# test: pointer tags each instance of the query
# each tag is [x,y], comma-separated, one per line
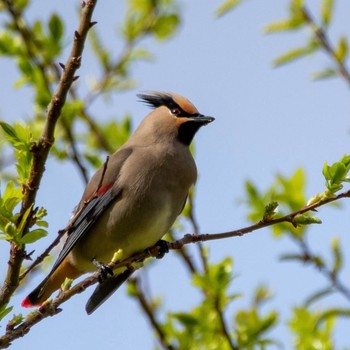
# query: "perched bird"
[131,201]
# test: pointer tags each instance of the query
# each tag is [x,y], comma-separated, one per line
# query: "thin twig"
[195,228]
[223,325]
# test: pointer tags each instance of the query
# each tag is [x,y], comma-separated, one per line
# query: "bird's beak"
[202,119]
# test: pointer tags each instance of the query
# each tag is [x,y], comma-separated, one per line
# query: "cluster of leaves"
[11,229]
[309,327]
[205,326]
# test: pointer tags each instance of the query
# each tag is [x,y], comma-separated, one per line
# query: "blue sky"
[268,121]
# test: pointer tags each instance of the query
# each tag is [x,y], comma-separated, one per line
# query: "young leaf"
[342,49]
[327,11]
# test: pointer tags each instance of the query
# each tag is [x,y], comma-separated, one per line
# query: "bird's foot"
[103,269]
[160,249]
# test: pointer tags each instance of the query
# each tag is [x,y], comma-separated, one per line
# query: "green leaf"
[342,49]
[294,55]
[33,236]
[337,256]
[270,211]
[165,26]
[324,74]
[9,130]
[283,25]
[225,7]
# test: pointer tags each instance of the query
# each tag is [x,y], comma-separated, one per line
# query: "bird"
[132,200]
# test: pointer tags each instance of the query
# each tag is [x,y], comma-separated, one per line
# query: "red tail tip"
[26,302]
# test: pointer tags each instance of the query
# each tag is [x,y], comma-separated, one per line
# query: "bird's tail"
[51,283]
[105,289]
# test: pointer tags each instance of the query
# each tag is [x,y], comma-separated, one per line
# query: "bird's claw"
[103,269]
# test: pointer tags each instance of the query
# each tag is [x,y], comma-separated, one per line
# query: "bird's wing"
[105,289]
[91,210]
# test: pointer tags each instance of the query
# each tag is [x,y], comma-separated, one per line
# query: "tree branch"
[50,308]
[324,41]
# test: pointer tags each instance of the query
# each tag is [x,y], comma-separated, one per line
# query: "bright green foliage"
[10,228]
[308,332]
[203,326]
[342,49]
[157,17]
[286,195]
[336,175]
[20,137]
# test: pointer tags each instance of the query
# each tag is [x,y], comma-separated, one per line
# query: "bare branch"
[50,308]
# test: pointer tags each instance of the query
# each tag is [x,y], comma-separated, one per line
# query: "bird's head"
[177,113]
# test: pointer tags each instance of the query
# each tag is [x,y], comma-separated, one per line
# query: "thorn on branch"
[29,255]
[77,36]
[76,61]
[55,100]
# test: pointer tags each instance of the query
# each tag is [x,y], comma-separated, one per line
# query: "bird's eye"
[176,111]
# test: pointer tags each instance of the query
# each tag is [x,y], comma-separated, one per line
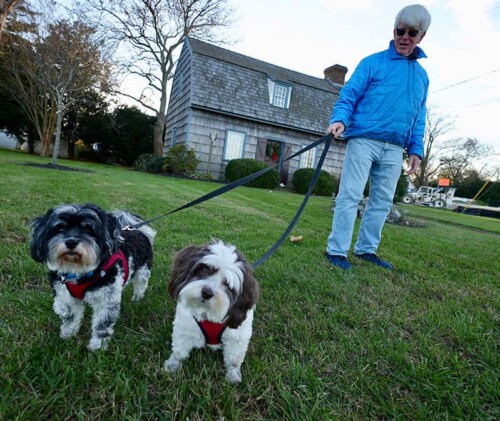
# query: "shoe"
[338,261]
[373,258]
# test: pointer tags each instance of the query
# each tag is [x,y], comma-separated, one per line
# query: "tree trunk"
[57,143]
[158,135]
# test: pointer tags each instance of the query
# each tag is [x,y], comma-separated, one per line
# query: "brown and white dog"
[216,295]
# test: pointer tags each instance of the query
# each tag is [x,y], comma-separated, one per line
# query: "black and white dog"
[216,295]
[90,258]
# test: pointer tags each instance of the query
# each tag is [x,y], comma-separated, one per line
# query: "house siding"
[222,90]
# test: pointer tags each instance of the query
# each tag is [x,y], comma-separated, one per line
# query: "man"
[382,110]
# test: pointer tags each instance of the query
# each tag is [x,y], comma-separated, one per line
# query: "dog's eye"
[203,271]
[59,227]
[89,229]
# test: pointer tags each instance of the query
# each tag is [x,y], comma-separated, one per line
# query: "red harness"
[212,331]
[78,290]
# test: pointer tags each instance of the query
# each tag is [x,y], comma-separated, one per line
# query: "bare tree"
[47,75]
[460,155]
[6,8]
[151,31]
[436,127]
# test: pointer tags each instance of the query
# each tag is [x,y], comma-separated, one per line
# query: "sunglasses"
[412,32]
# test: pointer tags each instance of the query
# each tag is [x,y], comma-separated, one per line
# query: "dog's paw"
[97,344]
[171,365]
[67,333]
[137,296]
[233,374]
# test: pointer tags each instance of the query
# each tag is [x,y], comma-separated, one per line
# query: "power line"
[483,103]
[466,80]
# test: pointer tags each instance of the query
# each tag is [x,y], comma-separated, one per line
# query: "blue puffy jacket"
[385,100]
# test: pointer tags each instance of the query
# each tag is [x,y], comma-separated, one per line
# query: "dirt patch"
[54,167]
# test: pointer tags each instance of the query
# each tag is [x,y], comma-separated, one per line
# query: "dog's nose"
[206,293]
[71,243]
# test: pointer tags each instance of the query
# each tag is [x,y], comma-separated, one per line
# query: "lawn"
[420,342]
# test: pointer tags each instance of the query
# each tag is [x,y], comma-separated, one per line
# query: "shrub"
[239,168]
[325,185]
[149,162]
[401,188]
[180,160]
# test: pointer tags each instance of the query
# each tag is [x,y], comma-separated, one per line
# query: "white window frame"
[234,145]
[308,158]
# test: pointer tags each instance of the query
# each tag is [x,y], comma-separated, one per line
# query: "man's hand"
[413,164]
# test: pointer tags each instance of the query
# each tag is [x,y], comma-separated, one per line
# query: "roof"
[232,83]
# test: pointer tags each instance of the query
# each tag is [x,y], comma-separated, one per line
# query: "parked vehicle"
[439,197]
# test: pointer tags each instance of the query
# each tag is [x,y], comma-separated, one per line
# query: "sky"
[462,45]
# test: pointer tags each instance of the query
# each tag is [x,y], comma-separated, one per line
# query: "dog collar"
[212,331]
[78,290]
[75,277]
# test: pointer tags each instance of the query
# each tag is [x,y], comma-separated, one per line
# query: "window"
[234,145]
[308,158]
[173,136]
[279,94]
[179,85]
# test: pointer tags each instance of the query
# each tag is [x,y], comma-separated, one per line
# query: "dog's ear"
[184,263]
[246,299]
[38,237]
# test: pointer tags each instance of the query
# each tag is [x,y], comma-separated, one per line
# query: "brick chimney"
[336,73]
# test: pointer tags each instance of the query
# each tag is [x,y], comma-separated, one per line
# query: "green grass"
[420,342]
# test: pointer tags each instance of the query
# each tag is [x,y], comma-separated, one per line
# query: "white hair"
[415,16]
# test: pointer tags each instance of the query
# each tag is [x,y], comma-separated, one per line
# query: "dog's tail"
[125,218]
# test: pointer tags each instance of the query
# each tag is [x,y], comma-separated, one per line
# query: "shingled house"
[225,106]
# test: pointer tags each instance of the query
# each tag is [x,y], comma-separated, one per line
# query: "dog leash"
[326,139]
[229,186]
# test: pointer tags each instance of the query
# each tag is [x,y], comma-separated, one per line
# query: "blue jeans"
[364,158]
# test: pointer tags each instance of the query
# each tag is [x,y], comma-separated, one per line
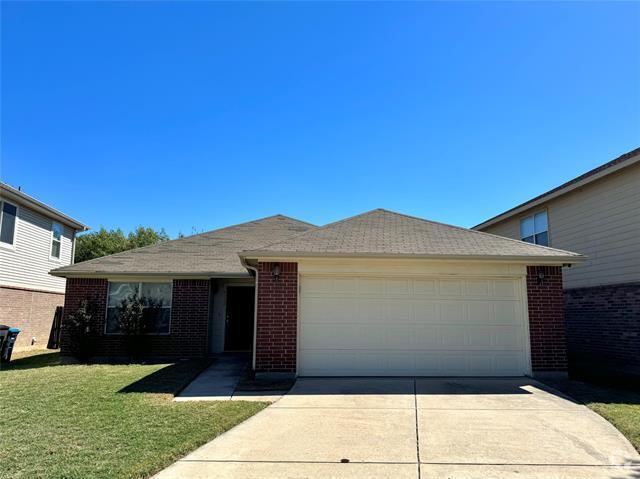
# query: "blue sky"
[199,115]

*What this task involves*
Transcribe the material exactly, and leave out whatever pictures it holds.

*Full response*
# test: pointer tags each instance of the query
# each tag is [x,y], comma-separated, one per line
# query: "perched bird"
[131,201]
# test: pointer tags each instance of the query
# each tag is [x,y], comma-separated, one per line
# query: "thin twig"
[195,228]
[223,325]
# test: pointer tags each instance of the query
# each tag is [x,y], comma-separated, one per line
# query: "bird's beak"
[202,119]
# test: pointer tags each instance of the query
# each tag is [x,y], comma-separated, one per line
# query: "cluster of leaves"
[11,229]
[309,327]
[205,326]
# test: pointer tags each instance of the query
# each tag is [x,y], comma-separated, one per line
# query: "blue sky"
[268,121]
# test: pointer tags each instance of the query
# each tag is [x,y], comma-separated, one per line
# query: "young leaf"
[342,49]
[327,11]
# test: pointer tags each instance of the query
# each tag is [x,y], comma-separated, one per line
# query: "bird's foot"
[103,269]
[160,249]
# test: pointer tags each instance of the query
# each tag is [x,y], comma-separated, one per line
# query: "green leaf"
[342,49]
[294,55]
[33,236]
[337,256]
[270,211]
[165,26]
[324,74]
[9,130]
[283,25]
[225,7]
# test: pointer tags each instance of the query
# each tag is [x,y], comma-separated, one per line
# query: "bird"
[132,200]
# test: pointer tags each instance of the query
# each tag is [x,y], comma-separated, one per line
# query: "red tail tip"
[26,302]
# test: pointer tags each instance of the query
# each tag is [x,y], comma-separated, one per line
# query: "bird's tail"
[51,283]
[105,289]
# test: pointer tags each instance of the query
# each tag is [x,y], comma-separated, one per line
# query: "bird's claw"
[103,269]
# test: pointer tags each instance of the query
# each tag is [x,y], comma-separated, one per line
# query: "bird's wing"
[105,289]
[91,210]
# test: pointer tags each instance of the query
# each tag is [x,y], comma-separated, one per line
# query: "tree branch"
[50,308]
[324,41]
# test: pointer tags each instance of the query
# each tag is [x,y], comma-separated, one per line
# query: "bright green foliage"
[10,228]
[308,332]
[203,326]
[342,49]
[157,17]
[286,195]
[336,175]
[20,137]
# test: pointer tags each instance of the query
# each tag is [x,y], comma-separated, one per line
# query: "bare branch"
[50,308]
# test: pointer tags each instance of the query
# each tag is [x,y], comma-separated, one per line
# query: "bird's head"
[177,113]
# test: pointer tags each instance of the query
# each tag is [x,y], comma-separated, one per line
# query: "thorn on branch"
[29,255]
[77,36]
[76,61]
[55,100]
# test: pointer tags each instance of the query
# each tag is [x,y], comma-separated, one per line
# query: "bird's eye"
[176,111]
# test: pointer tags each instance of the query
# each tag is [x,y], comma-separated, one per line
# query: "shoe"
[338,261]
[373,258]
# test: pointer tags each instance of the query
# each tag is [x,y], comma-separated, one per line
# query: "tree trunk"
[57,143]
[158,135]
# test: pointer tags each instance of the query
# each tag is [x,y], comma-separated, one per line
# query: "brown and white dog"
[216,295]
# test: pointer tags each instance of the query
# each tag is [x,y], comma-separated, one per line
# query: "black and white dog"
[216,295]
[90,258]
# test: pointer tags each instance of the query
# each tag is [x,y], comma-separated, one per line
# query: "house siding"
[222,90]
# test: pointer tags each instance of the query
# each tag is [x,y], comma-separated, one per line
# query: "man"
[382,110]
# test: pointer tags each instance of the query
# each tag is [x,y], comma-separated, one per line
# query: "dog's eye"
[203,271]
[59,227]
[89,229]
# test: pointer tags each instance of the query
# each tag is [x,y], comma-separated, one per line
# query: "red harness"
[212,331]
[78,290]
# test: pointer tags each instance of the query
# each tag is [x,y], comma-separated, one per line
# query: "bare tree"
[47,75]
[460,155]
[6,8]
[151,31]
[436,127]
# test: pointer tags each instance of the query
# each tag is [x,y], comma-separated, one per line
# query: "sunglasses"
[412,32]
# test: pointer tags each instance of the query
# each tag is [x,y], comma-separated, one per line
# query: "dog's paw"
[97,344]
[171,365]
[67,333]
[137,296]
[233,374]
# test: pointer tags each instance of the query
# each tag is [x,y], comma-separated, one per line
# query: "power line"
[483,103]
[466,80]
# test: pointer tags each instance of the query
# each tag is [x,y], comma-separated, one per line
# query: "blue puffy jacket"
[385,100]
# test: pointer tags each instance of the query
# each tag is [x,y], comma-separated, one per line
# query: "dirt patch"
[54,167]
# test: pointer tags each instance of the query
# each tag is [x,y], comma-separated, one per line
# query: "dog's nose"
[206,293]
[71,243]
# test: pointer tags each instance of the query
# each tag is [x,y], comma-separated, one per line
# query: "lawn"
[420,342]
# test: pointer tags each instance of the query
# each tag is [x,y], comma-separated, one per line
# query: "shrub"
[239,168]
[325,185]
[149,162]
[401,188]
[180,160]
# test: pointer tags each instance of the query
# each tag is [x,y], comma-separated, one per line
# query: "white window frame"
[234,145]
[308,158]
# test: pointer tags each instance of the query
# each tag is [x,y], comma-separated, one per line
# query: "man's hand"
[413,164]
# test: pointer tags each instance of the query
# each tag is [x,y], comma-separated, one per line
# query: "roof"
[232,83]
# test: pointer tags each instance of the query
# each tag is [x,y], comma-separated, one per line
# query: "parked vehicle"
[439,197]
# test: pointer tags each instance of the query
# each tag is [x,y], comma-separated, one per line
# query: "sky"
[462,45]
# test: pointer tags each instance of the query
# each tag is [x,y], comma-separated, one per line
# query: "dog collar"
[212,331]
[78,290]
[75,277]
# test: pointer tags each instance of the query
# each tag is [x,y], comma-separated, one per line
# query: "window"
[234,145]
[308,158]
[173,136]
[279,94]
[179,85]
# test: pointer tags each instance of the query
# each tag is [x,y], comma-separated, one per line
# query: "dog's ear"
[184,263]
[246,299]
[38,237]
# test: pointer tags each instance of the query
# each tag is [x,y], comma-separated, one per line
# query: "brick chimney"
[336,73]
# test: pointer tags each instance of the query
# each tag is [x,y], comma-separated, one per line
# query: "green grass"
[420,342]
# test: pointer tags each instance of the query
# each tag is [x,y], comma-separated, one per line
# query: "white hair"
[415,16]
# test: pointer tags each instance of the query
# each tag is [x,y], comma-separated, one per line
# query: "dog's tail"
[125,218]
# test: pointer tags each instance of the query
# each tag is [x,y], comma-separated, one per line
# query: "shingled house"
[225,106]
# test: pointer tags each instance of the query
# each tag is [x,y], comma-separated, one per line
# query: "dog leash"
[326,139]
[229,186]
# test: pointer tags each instance of the query
# each tag is [x,y], comma-separated, one per line
# query: "blue jeans"
[364,158]
# test: pointer tags each instance of the query
# each tag is [x,y], comma-separated, one per line
# query: "blue sky"
[199,115]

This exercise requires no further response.